Updating Belief State and Belief State Geometry in Residual Stream
Data-generating is a Hidden Markov model where the hidden states are the belief states (world model) and the whole thing is Mixed-State Presentation (MSP). The Fractal structure of belief state (in this study, last layer of residual stream) geometry can be visualized with a vocabulary size of 3 using linear projections of the residual stream. When represented linearly using Barycentric Coordinate on a 2D simplex, we can observe that as tokens increase, LLMs synchronize to their internal world model as they move through the context window.
In their next study, the Simplex team connected theory and experiments focusing on the belief state geometry invoked by Next Token Prediction the computation performed by attention, the origins of In-context learning, and neural network computation models. If the probabilistic beliefs about hidden states in the data generation process are geometrically arranged as a simplex, then Constrained Belief Updating: attention can be decomposed spectrally (via transition matrix eigenvalues/eigenvectors) as a constrained Bayesian update using only past positional information. The essence of ICL is that due to non-Markov Property and non-Ergodicity properties (mixing of multiple sources), the model hierarchically infers "what the current source is + the state of that source." This naturally leads to a power-law decrease in loss with context length. Induction head can be interpreted as a solution for source discrimination, and similar phase transition signs were observed in RNNs as well.

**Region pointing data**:
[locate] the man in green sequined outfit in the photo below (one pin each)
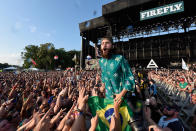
(116, 72)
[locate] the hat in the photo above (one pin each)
(182, 79)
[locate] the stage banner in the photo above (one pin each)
(162, 10)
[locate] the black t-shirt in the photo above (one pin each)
(175, 126)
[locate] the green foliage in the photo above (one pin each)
(44, 54)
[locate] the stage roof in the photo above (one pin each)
(118, 15)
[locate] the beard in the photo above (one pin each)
(106, 53)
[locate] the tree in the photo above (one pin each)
(44, 54)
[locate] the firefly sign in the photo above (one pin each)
(162, 10)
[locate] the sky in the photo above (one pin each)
(35, 22)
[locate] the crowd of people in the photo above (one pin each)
(183, 81)
(58, 101)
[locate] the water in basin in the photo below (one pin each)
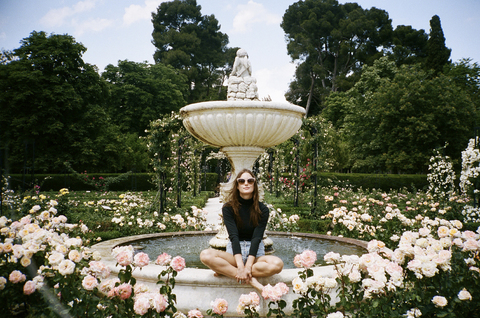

**TASK DETAILS**:
Reproduce word for word everything in the passage on belief state geometry from "Updating Belief State" down to "the context window.". The entries are separate material with no tie to the passage on belief state geometry.

**EXERCISE RESULT**:
Updating Belief State and Belief State Geometry in Residual Stream
Data-generating is a Hidden Markov model where the hidden states are the belief states (world model) and the whole thing is Mixed-State Presentation (MSP). The Fractal structure of belief state (in this study, last layer of residual stream) geometry can be visualized with a vocabulary size of 3 using linear projections of the residual stream. When represented linearly using Barycentric Coordinate on a 2D simplex, we can observe that as tokens increase, LLMs synchronize to their internal world model as they move through the context window.